Europeans—who consider universal health care the mark of a just society—wonder why the richest and most generous country in the world resists a government effort to provide quality health care for all its citizens. Do Americans care more about “free markets” than they do about taking care of their sick?
The answer goes to the heart of American Exceptionalism: our insistence on the fundamental rights and sovereignty of the individual citizen against the claims of the State. James Madison, the key architect of the U.S. Constitution, put it this way: “The people are the only legitimate fountain of power, and it is from them that the constitutional charter, under which the several branches of government hold their power, is derived.”
For the American Founders, it was not enough to have a separation of powers between the executive, legislative and judicial branches of government. Nor was it sufficient to have a “bill of rights,” a parchment promise that might be shredded by the State. To preserve liberty, the American Constitution must also severely limit the power of the national government—even with the noblest social goals in mind—to reach into the sovereign realm of the states.
Why? Because the American Founders held a view of government that was shaped not only by the Enlightenment, but also by Protestant Christianity. They designed a Constitution that was realistic about human nature: aware that our capacity for reason and virtue is constantly threatened by the lust to dominate. Madison summarized their view thus: “The truth is that all men having power ought to be distrusted.”
Most Americans reject Obamacare because it grants too much power to the institution most likely to abuse it—the national government.

### JOBS
A – In the text on American resistance to government health care, whom does the author call the key architect of the U.S. Constitution?
B – Continue the text on American resistance to government health care from its final sentence.

### INFORMATION SHOWN
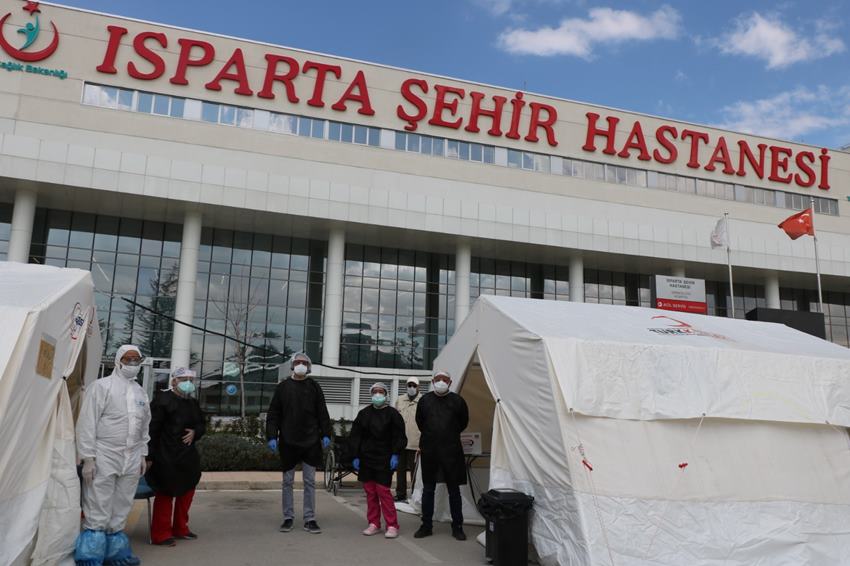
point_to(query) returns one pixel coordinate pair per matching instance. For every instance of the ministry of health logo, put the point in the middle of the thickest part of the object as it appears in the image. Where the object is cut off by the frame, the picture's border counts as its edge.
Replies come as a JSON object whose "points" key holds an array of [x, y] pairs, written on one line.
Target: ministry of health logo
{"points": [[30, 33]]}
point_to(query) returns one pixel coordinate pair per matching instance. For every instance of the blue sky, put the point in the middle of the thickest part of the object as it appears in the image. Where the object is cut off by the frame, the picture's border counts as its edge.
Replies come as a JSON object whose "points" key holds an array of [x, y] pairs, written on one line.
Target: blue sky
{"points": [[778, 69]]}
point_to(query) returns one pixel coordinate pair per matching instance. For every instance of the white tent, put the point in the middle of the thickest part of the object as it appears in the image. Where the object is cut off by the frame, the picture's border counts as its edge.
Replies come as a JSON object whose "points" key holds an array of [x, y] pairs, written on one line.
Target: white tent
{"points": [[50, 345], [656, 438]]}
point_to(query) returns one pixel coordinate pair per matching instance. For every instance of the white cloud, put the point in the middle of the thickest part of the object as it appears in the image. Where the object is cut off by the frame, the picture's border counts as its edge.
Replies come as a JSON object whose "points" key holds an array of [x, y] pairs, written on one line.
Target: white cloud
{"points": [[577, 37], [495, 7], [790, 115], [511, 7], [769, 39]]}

--

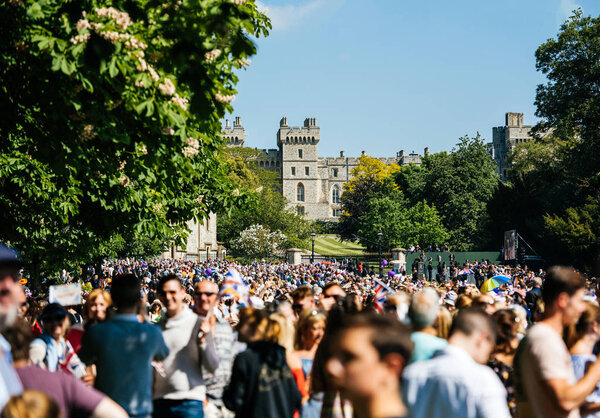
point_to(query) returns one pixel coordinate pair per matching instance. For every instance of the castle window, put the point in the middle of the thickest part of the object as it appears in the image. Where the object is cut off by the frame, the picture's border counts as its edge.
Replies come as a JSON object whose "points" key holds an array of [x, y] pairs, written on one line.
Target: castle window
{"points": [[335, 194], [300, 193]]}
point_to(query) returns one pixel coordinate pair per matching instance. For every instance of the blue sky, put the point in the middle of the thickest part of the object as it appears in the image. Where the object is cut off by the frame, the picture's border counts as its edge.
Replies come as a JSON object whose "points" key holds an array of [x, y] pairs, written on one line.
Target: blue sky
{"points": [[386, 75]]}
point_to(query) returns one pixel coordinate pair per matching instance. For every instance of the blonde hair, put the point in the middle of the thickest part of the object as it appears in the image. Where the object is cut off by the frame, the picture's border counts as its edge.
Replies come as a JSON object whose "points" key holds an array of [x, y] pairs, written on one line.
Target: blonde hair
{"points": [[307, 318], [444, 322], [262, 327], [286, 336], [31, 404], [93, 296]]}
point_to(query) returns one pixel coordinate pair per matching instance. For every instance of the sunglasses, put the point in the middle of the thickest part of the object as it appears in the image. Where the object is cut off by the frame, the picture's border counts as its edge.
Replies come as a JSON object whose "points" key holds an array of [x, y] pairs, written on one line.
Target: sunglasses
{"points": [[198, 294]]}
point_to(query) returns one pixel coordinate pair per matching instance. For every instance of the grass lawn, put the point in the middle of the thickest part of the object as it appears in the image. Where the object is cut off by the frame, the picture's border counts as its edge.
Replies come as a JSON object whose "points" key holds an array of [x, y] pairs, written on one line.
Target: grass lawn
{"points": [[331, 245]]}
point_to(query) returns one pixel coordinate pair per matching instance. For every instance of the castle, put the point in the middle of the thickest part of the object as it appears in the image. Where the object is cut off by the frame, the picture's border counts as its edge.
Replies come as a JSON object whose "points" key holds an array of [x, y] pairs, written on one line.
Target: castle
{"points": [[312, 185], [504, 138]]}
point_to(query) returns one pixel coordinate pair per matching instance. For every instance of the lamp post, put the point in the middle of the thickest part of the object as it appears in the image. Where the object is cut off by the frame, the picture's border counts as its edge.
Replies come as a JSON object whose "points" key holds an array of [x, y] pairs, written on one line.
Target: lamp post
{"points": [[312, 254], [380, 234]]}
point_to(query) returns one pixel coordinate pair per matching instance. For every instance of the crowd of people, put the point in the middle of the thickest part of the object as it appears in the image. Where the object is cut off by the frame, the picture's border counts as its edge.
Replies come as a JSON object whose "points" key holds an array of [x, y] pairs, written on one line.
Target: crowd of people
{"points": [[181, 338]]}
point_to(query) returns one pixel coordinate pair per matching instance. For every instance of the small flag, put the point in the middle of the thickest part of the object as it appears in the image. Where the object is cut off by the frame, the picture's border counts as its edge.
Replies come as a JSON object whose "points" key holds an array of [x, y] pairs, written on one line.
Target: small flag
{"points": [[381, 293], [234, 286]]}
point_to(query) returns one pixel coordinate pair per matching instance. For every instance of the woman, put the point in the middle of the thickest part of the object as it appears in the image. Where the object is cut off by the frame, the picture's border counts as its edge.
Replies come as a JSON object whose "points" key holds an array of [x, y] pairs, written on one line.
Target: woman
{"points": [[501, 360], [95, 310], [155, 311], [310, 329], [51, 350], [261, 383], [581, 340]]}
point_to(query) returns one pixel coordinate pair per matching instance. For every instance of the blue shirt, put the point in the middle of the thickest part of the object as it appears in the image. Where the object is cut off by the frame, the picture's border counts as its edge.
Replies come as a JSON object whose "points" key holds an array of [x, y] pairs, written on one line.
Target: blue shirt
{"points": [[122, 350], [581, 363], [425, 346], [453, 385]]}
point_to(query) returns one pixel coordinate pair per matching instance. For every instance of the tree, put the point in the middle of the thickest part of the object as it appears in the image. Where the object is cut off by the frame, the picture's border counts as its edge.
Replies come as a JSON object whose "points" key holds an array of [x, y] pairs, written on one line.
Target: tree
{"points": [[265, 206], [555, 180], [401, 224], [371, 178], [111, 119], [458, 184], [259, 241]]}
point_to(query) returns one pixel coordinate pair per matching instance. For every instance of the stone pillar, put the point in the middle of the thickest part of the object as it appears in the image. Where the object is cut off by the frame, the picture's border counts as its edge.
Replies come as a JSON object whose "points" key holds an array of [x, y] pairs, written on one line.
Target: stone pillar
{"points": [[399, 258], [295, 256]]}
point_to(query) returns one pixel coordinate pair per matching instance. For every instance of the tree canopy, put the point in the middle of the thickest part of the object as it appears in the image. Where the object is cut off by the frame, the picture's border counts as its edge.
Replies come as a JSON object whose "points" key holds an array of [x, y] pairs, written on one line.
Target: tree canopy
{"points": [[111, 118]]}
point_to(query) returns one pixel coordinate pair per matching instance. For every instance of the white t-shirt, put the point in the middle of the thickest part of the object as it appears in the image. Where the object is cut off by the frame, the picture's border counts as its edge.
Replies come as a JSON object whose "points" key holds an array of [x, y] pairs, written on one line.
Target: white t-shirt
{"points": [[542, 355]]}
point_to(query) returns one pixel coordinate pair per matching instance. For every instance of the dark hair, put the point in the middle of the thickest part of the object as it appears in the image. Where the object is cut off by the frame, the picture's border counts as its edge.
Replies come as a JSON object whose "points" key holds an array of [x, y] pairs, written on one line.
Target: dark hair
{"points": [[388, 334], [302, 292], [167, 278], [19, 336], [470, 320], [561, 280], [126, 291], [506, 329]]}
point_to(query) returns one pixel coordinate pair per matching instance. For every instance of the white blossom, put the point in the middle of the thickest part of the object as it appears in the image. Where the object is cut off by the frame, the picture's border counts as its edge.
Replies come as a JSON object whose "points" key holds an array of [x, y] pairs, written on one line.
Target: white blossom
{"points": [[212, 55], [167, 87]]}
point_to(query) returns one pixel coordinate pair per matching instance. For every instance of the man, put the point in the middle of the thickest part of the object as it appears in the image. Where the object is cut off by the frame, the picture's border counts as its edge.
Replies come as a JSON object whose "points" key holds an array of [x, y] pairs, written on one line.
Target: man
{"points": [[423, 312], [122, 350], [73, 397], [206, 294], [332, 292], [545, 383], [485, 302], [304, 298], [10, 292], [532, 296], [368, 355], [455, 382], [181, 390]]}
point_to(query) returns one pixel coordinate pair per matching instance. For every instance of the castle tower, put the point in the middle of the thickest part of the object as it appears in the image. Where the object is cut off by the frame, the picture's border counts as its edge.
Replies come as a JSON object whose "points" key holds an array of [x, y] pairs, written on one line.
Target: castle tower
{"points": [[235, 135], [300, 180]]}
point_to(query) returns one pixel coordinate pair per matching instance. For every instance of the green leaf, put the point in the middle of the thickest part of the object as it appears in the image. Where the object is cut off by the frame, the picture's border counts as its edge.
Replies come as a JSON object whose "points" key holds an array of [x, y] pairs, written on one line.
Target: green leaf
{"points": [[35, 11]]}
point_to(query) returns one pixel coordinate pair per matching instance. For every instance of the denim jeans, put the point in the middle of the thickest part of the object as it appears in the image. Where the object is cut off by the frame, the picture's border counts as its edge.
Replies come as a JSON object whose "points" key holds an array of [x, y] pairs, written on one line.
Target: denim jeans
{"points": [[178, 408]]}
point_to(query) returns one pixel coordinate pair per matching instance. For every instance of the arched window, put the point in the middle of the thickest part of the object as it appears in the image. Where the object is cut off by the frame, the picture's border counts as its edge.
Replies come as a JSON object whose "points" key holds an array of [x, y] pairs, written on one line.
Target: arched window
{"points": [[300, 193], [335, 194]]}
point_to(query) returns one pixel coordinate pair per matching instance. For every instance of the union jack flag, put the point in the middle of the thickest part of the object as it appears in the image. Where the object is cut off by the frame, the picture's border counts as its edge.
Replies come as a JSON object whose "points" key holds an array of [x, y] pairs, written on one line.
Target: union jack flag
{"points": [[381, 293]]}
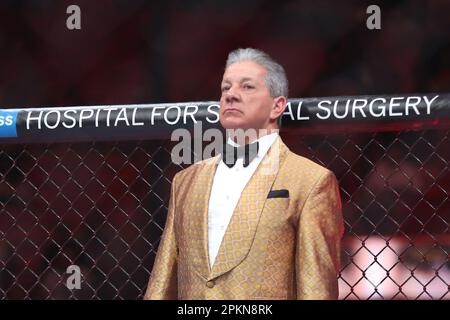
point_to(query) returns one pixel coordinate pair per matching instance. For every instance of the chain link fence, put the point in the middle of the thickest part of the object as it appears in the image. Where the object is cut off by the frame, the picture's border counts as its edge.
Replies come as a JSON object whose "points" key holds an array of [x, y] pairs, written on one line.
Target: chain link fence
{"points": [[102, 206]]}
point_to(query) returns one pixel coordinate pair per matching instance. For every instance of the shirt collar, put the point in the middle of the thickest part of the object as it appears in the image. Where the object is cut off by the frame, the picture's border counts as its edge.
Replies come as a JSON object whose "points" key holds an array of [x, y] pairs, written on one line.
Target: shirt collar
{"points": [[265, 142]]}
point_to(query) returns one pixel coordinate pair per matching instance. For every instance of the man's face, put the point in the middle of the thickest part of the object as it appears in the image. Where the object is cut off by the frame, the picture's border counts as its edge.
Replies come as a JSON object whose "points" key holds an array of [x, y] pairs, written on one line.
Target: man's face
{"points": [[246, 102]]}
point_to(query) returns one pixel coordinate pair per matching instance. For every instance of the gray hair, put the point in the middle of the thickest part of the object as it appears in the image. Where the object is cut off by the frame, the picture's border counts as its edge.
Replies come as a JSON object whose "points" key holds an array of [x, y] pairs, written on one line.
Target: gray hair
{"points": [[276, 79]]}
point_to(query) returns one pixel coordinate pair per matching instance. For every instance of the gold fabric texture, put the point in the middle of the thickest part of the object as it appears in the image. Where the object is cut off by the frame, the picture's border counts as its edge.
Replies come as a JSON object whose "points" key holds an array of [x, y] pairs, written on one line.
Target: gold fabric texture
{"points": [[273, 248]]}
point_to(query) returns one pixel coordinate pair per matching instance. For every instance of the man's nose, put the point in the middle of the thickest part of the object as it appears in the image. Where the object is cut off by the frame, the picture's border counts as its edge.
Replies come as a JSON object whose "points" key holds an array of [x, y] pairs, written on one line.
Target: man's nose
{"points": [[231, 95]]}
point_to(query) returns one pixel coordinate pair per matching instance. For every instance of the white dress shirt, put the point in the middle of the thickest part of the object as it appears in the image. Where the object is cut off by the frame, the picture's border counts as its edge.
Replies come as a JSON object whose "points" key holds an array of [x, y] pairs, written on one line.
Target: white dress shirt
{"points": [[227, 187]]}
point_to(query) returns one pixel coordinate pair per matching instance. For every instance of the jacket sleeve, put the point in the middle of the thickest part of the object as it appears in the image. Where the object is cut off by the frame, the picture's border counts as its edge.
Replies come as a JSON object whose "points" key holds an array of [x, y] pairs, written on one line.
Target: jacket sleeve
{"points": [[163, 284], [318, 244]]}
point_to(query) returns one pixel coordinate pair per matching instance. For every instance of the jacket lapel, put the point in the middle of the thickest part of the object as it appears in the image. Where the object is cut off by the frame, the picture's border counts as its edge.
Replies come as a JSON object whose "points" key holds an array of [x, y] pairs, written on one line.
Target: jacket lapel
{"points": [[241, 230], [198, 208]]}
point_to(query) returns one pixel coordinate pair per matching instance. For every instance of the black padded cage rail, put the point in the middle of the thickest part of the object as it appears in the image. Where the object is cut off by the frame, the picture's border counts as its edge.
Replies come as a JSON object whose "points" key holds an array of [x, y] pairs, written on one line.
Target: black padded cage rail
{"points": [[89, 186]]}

### ANSWERS BELOW
A – James Madison

B –
What Obamacare mandates is something the Constitution does not authorize. Private companies are forced to provide services deemed necessary by the State—in the case of contraception, free of charge—subject to government controls. For the first time, private citizens are ordered by the federal government to purchase a service from a private company, whether they want it or not.
This is why Supreme Court Justice Anthony Kennedy—a moderate on the Court—declared bluntly in arguments last month that the law “changes the relationship of the Federal Government to the individual in a very fundamental way.” Kennedy suggested that the State carried “a heavy burden of justification” to show it was empowered “under the Constitution” to act in the way it did. Only those living in a liberal echo chamber could be shocked by such concerns.
Most critics of Obamacare agree that there’s a role for the national government in health care. But they want the states and the private sector—those institutions most accountable to the people—to take the lead in reform. The great hubris of the Obama administration, embodied in the 2,100-page law, is to assume that only entrenched elites in Washington, D.C. can solve the nation’s health-care problems.
But this is a recipe for failure and disillusionment with government—a condition afflicting Europeans in profound ways. When I travel in Italy, I am often struck by the cynicism of many Italians with their government. While in Naples a couple of years ago, during election season, I noticed this campaign slogan from one of the candidates: “Non faro nulla, ma lo faro molto bene.” (“I will do nothing, but I will do it very well.”)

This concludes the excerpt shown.